Records of labeled points:

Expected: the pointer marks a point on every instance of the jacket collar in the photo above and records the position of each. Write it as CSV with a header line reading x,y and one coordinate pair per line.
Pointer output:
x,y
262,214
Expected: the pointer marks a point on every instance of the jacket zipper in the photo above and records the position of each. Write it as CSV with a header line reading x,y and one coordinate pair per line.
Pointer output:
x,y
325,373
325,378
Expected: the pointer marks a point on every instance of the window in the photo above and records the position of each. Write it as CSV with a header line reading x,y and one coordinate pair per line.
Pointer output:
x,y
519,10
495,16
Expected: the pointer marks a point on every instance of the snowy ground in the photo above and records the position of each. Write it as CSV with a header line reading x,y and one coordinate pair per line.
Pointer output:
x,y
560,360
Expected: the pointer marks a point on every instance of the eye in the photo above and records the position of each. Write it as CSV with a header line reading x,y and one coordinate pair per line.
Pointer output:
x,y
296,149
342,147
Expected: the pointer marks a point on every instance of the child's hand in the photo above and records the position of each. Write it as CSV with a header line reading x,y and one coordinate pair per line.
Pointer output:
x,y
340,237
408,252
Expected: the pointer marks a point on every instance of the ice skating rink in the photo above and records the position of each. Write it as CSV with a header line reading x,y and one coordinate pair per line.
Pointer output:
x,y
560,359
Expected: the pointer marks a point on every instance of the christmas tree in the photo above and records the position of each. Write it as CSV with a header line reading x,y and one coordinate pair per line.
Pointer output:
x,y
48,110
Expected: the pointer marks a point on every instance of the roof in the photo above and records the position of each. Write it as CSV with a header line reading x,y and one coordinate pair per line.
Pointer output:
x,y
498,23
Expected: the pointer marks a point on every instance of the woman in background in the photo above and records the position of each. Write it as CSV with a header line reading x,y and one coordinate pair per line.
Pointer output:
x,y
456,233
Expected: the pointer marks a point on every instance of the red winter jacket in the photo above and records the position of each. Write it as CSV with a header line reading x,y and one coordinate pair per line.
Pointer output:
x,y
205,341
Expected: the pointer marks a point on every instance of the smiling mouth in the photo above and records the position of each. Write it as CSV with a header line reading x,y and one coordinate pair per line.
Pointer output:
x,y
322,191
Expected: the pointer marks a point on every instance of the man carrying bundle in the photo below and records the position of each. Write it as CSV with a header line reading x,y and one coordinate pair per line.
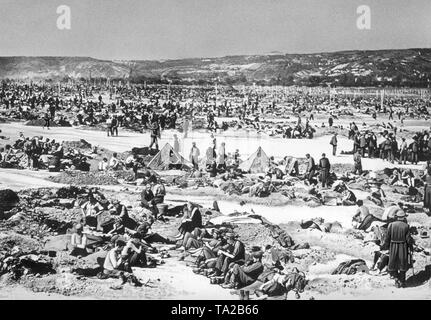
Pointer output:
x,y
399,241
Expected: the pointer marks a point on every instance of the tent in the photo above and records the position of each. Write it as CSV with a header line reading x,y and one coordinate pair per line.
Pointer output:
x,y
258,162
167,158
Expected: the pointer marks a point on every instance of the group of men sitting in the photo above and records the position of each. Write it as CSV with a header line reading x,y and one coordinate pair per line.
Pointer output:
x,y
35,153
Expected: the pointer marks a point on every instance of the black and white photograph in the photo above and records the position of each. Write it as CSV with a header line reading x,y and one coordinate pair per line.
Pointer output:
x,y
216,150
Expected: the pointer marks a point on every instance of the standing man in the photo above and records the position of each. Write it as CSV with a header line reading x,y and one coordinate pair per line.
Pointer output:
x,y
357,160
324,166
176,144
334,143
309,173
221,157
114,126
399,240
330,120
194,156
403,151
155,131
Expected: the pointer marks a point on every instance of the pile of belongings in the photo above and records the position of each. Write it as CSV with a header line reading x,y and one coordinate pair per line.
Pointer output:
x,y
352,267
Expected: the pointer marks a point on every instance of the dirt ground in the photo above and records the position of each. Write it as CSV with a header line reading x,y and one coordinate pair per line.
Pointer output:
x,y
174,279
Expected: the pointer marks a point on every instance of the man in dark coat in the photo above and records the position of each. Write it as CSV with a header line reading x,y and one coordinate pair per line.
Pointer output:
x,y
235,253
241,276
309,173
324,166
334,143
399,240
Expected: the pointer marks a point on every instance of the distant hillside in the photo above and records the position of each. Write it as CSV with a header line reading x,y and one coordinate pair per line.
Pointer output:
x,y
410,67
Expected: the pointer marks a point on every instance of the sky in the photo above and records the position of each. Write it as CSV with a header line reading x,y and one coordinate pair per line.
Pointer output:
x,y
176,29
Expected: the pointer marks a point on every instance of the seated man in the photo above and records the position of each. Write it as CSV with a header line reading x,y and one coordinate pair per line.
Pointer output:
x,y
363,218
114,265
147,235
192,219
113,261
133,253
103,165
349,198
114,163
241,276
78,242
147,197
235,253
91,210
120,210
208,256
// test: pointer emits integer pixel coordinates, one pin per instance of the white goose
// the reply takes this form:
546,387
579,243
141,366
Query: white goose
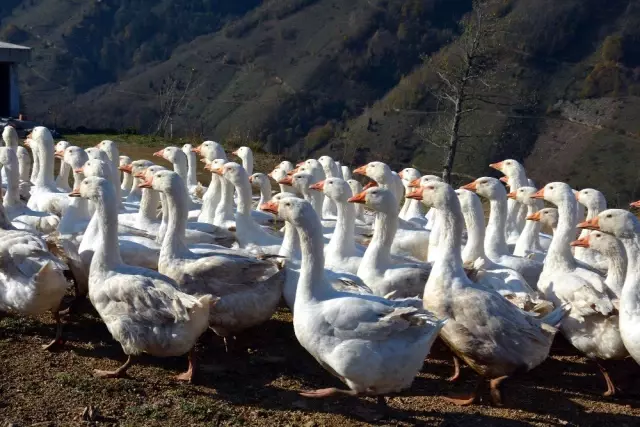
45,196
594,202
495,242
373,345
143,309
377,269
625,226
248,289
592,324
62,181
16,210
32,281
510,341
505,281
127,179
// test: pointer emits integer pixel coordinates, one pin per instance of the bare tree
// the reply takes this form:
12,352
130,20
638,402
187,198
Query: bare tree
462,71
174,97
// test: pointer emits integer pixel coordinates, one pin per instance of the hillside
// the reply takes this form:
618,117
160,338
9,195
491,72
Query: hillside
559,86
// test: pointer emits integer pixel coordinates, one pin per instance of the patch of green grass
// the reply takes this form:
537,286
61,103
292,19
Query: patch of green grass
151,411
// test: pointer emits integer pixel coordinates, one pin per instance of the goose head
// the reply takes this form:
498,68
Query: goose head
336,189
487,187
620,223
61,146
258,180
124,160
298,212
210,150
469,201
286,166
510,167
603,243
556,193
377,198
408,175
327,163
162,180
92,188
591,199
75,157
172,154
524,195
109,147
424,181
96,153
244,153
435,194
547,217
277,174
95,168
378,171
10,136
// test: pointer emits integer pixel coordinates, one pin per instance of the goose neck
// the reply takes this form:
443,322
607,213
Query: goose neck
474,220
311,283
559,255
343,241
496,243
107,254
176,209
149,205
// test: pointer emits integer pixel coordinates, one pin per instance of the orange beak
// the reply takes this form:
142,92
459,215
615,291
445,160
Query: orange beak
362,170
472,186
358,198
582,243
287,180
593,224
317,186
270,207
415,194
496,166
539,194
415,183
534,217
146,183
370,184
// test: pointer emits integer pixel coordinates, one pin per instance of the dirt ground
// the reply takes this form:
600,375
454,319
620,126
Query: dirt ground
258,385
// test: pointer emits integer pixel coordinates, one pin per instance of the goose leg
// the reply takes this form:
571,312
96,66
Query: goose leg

EXERCISE DIRECTIONS —
Without the images, write out each line of the data verbatim.

TASK RESPONSE —
Expected: the pointer marks a point on every instance of the jacket collar in the photo above and records the position of each. Write it as CSV with a header line reading x,y and one coordinate pair per line.
Pointer output:
x,y
262,214
Expected: the pointer marks a point on every instance of the jacket zipper in the photo above and records the position of each. Write it as CSV with a header line reading x,y and one coordinate pair per line.
Pointer output:
x,y
325,373
325,378
Expected: the pointer marks a point on every instance of the window in the photo above and records the position of each. Write it as CSV with a header line reading x,y and one coordinate pair per line.
Pointer output:
x,y
519,10
495,16
Expected: the pointer marks a point on every instance of the snowy ground in the photo above and records the position of each. Write it as CSV with a header line reading x,y and one coordinate pair per line.
Pointer output:
x,y
560,360
Expected: the pointer marks a point on every instance of the eye in the photo above and records the position of each. Write it as CSV with a header line reading x,y and one coordinate pair per line.
Pointer output:
x,y
296,149
342,147
Expected: the pointer marks a point on every instance of the child's hand in the photo above and records the position of each. Write it as CSV with a header line reading x,y and one coordinate pair per line.
Pointer output:
x,y
340,237
408,252
Expected: the pointer marks a point on every instance of the ice skating rink in the photo above and records the position of each. Write it as CSV with a header line reading x,y and one coordinate pair per line.
Pointer output:
x,y
560,359
Expected: the pointer marks a point on every instance of the christmas tree in the photo above and records the position of each. Write it as CSV with a header line reading x,y and one coordinate pair per line.
Pointer output:
x,y
48,110
Expected: the pointer marks a point on every instance of the roof in the photo above and records the position of each. Write it as CSV with a header line reading x,y and one coordinate pair per line.
Pointer output:
x,y
498,23
Expected: the pointer marks a point on every instance of the woman in background in the photo above and records the position of each. Write it as CSV with a header line reading x,y and one coordinate pair per line.
Pointer output:
x,y
456,233
Expected: the pointer marks a point on every instance of the red winter jacket in the photo above and records the position of each. Write it as CSV with a header line reading x,y and one coordinate pair per line.
Pointer output:
x,y
205,341
Expected: the pointer marks a point on every instance of the smiling mouth in the photo above and records the position of each. Write it as CSV with a header line reading x,y and one coordinate pair per line.
Pointer output:
x,y
322,191
Expected: the pointer marks a point on every instance of the man carrying bundle in the photo below and records the position of each. Write it as CSV with a header line reading x,y and one coordinate pair per line.
Pointer output:
x,y
399,241
Expected: the pointer marks a point on every instance of the tent in the photo above and records the position of each. Write it as CSV with a header line reading x,y and one coordinate pair per line.
Pointer output:
x,y
258,162
167,158
Expected: the pointer marks a point on every instance of the group of men sitting in the photo above and records the position of each. Write it as CSV with a header line reading x,y and one coordinate pair per line.
Pointer output:
x,y
35,153
Expected: the pointer marks a point on every instance of the black and white photograph in the photo above and records the position of each. Write it as CSV with a header line reading x,y and one coordinate pair per line.
Pointer output:
x,y
216,150
Expected: the pointer marks a point on every instance of the standing man in the photo above and records the position of each. Write it as CSV with a header line reading x,y and one coordinate pair per line.
Pointer output:
x,y
357,160
324,166
176,144
334,143
309,173
221,157
114,126
399,240
330,120
194,156
403,151
155,131
Expected: the pointer marks a point on every instance of the pile of belongings in the photo above and records the position of each. Write it as CSV with a header line reading x,y and one coordinate pair per line.
Pointer output:
x,y
352,267
Expected: the pointer marks a point on every instance of the dirt ground in the photo above and records the position of each. Write it as CSV with a header line reading x,y and one coordinate pair per line.
Pointer output:
x,y
174,279
Expected: the pointer marks a point on every instance of the man in dark coat in the photo above and records the position of each. Write it as CSV with a header line reading x,y and one coordinate pair per line.
Pointer output:
x,y
235,253
241,276
309,173
324,166
334,143
399,240
Expected: the pointer marks a point on every instance of the distant hillside in the photo above and records the position of each. Write it as CSV with a header line reading x,y and one coordinate pair per line.
Pointer output:
x,y
410,67
Expected: the pointer marks a point on every instance of the sky in the photo above and records the position of each. Write it as CSV with a header line reading x,y and one coordinate pair per line.
Pointer output:
x,y
176,29
Expected: the pointer marks a point on every instance of the seated man in the photo above and records the position of each. Write it as CSV with a header line reading x,y and one coordinate pair per line.
Pointer output:
x,y
363,218
114,265
147,235
192,219
113,261
133,253
103,165
349,198
114,163
241,276
78,242
147,197
235,253
91,210
120,210
208,256
// test: pointer emits integer pixel coordinates, one pin per instance of the white goose
// the reply takes this form:
546,387
579,243
141,366
Query: white goose
45,196
594,202
495,242
373,345
143,309
377,269
625,226
248,289
592,324
62,181
16,210
32,281
510,341
505,281
127,179
// test: pointer emits integer pixel coordinates, one pin per instance of the bare tree
// the reply takes this form:
12,352
130,20
638,402
187,198
Query: bare tree
462,71
174,97
// test: pointer emits integer pixel coordinates, one pin per instance of the hillside
// the reply takes this form:
618,117
160,338
9,195
491,72
Query: hillside
559,86
// test: pointer emits integer pixel coordinates, one pin per instance of the patch of green grass
// the reply takes this form:
537,286
61,103
292,19
Query: patch of green grass
151,411
// test: pointer emits integer pixel coordinates, one pin per instance of the goose head
// the reply takes this form:
498,68
Query: goose head
336,189
487,187
620,223
61,146
258,180
124,160
298,212
210,150
469,201
286,166
510,167
603,243
556,193
377,198
408,175
327,163
162,180
92,188
591,199
75,157
172,154
524,195
109,147
424,181
96,153
244,153
435,194
547,217
277,174
95,168
378,171
10,136
// test: pointer emits integer pixel coordinates, one pin per instance of the goose neck
// the reply takes this form:
443,322
607,213
Query: goose neck
474,220
311,283
559,255
343,241
496,243
107,254
176,209
149,205
// test: pointer emits integer pixel coordinates, one pin per instance of the orange beak
// the reply takes this form:
142,92
459,215
615,291
445,160
Query: orange beak
362,170
472,186
358,198
582,243
287,180
593,224
317,186
270,207
415,194
496,166
539,194
415,183
534,217
146,183
370,184
// test: pointer emits integer pixel coordinates, one pin per instance of the dirt ground
// the reply takes this form:
600,375
454,319
620,126
Query: dirt ground
258,385
// test: pointer emits integer pixel coordinates, one pin per instance of the goose leg
// the reply takes this form:
571,312
96,66
Query: goose leg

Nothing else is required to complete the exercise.